◆ **Questions on the material**
1. Summarize the passage about fandom in two sentences.
2. Carry the passage about fandom forward from the point where it stops.

◆ **Provided text**
It’s good to not have to be afraid to be a fan. It’s nice to not be ashamed of fanfiction. It’s truly beautiful that AO3 won a Hugo in 2019. It’s a shame that fandom has been co-opted by brands. It’s a shame that wider acceptance of transformative fandom has let companies pick and choose, giving only a little to the marginalised groups who thrive there. It’s a shame that the best parts of transformative fandom are being co-opted by the worst people in fandom. It’s a shame that the worst impulses of fandom seem to have the loudest voice.

The line doesn’t seem to be between curatorial and transformative fandom anymore. The last ten years have merged both into exercises in consumptive fandom. The new world of fandom is the difference between whether your fandom is for other fans or for the creators and corporations. In other words, instead of the dividing line being what you consume, it’s now about who you are paying. Are you supporting fellow fans or the megacorporation?

◆ **Data records**
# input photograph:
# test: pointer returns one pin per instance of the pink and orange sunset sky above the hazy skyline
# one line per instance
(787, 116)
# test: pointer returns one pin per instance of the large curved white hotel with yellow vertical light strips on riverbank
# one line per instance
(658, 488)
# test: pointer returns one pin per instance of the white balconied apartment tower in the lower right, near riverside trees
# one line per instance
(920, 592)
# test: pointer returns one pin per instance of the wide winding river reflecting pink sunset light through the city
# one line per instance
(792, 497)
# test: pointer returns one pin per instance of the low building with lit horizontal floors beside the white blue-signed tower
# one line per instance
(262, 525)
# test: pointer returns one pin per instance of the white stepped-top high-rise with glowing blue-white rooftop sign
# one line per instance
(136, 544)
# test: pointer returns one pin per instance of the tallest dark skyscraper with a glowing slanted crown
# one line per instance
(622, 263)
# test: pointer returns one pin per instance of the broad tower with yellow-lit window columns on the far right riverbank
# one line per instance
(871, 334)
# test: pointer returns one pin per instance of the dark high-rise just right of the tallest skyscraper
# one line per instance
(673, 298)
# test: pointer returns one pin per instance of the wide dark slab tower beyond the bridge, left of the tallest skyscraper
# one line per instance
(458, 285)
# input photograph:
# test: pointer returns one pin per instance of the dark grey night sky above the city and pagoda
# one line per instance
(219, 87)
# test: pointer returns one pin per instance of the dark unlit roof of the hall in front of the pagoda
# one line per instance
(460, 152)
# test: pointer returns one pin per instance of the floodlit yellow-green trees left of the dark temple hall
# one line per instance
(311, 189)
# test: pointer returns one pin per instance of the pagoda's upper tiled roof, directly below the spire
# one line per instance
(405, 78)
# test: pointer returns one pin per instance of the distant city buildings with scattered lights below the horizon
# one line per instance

◆ **Answers per task**
1. The passage is glad that fans no longer need to be afraid or ashamed of fanfiction and that AO3 won a Hugo in 2019. It regrets, though, that brands and the worst people in fandom have co-opted it, and that over the last ten years fandom has become consumptive, divided by whether fans pay fellow fans or creators and corporations.

2.
Fandom that wants to create communities, that wants to promote the interests of fans, protect their work, help them experience media in the best way possible for them is on one side. The fandom of nonprofits like AO3 and the sadly dying tumblr communities. The fandom that isn’t about winning but is about enjoying creativity.

Versus the fandom that wants to dictate to you, that has been approved by marketing, that is immune from criticism because real fans just spend the money first and debate it later. Or never debate at all, just unthinkingly consuming. The fandom that is valid because Zack Snyder said so. The fandom of huge mega-corporations endlessly humping the same IP over and over.

We’re lucky that the last ten years hasn’t seen fan-to-fan fandom crushed under the heel of corporate fandom. May it live long and prosper.